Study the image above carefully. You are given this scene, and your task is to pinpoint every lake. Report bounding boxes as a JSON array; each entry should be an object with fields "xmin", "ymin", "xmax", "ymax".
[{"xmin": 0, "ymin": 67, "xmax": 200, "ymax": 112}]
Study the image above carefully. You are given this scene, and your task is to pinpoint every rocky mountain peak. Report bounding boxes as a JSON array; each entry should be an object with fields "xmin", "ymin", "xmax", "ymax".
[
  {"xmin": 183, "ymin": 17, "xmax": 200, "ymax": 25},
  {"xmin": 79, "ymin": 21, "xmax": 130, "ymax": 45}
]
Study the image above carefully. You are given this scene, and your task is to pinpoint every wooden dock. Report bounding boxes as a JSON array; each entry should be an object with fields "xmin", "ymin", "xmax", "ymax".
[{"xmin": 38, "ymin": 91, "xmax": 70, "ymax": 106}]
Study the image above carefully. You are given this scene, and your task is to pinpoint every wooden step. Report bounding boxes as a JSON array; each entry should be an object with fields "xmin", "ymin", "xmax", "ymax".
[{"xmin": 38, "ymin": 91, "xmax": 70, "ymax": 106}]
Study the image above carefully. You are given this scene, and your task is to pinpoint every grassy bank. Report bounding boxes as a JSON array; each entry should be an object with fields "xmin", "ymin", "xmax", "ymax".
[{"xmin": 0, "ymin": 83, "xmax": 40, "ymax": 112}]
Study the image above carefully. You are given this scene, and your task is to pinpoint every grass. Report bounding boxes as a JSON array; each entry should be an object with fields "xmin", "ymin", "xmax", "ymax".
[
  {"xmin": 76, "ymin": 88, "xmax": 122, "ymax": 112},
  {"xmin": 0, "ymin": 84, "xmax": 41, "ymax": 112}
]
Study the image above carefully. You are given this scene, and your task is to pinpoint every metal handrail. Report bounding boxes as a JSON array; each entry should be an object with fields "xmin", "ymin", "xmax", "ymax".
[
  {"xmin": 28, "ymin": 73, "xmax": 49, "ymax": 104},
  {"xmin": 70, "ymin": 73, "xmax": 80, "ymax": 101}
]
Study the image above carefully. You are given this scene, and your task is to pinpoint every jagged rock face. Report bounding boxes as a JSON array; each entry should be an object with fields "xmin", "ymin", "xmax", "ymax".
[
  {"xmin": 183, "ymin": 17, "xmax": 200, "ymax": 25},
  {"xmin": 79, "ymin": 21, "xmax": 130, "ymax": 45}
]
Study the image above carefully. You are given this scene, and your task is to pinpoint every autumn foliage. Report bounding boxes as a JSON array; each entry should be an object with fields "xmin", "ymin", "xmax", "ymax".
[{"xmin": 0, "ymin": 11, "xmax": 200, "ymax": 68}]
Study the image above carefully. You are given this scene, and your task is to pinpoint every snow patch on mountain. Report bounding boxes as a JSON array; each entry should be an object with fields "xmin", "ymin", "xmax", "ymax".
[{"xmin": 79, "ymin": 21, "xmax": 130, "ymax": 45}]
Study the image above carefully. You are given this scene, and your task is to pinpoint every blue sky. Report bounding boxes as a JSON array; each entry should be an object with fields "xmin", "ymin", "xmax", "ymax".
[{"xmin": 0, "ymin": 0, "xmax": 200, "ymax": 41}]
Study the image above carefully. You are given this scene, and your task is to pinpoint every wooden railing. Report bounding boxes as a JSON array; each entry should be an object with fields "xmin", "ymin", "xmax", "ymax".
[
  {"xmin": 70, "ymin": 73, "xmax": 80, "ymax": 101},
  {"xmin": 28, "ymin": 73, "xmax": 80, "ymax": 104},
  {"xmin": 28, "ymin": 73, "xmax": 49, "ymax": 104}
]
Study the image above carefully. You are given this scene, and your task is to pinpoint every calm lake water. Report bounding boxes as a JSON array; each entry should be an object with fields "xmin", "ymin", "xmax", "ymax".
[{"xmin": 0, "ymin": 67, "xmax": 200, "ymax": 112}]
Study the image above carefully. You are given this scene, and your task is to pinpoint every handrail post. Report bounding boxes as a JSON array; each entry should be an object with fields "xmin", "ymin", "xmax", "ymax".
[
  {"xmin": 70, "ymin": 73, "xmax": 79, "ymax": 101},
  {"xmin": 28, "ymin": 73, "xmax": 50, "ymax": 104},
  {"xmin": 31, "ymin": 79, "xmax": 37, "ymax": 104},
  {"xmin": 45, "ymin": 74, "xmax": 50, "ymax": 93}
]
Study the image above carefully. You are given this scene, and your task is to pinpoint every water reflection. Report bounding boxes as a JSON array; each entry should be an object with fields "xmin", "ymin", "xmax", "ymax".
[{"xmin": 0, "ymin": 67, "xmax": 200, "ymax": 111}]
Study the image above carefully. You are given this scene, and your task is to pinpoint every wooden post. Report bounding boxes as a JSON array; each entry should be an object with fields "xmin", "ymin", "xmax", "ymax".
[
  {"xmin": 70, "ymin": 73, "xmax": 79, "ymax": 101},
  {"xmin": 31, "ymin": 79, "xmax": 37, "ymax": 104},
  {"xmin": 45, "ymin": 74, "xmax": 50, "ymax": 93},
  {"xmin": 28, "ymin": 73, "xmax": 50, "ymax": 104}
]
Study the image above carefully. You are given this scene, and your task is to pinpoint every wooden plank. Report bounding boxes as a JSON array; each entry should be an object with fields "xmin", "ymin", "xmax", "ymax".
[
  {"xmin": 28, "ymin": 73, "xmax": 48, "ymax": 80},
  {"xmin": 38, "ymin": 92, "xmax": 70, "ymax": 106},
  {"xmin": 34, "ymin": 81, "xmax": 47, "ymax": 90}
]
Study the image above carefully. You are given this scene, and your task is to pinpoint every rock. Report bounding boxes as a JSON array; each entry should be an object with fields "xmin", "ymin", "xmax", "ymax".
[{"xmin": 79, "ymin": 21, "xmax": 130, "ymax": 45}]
----
▸ Given instruction
Extract every line above that contains the string "post", treating case as significant.

▸ Task response
Study the image above carefully. You are given this scene, and your task is to pinpoint every handrail post. Report bounding boxes as a JSON array; each entry should be an object with fields "xmin", "ymin", "xmax", "ymax".
Study the image above carefully. You are given this scene, and your task is to pinpoint every wooden post. Report bounding boxes as a JSON array; each entry should be an object with fields "xmin", "ymin", "xmax", "ymax".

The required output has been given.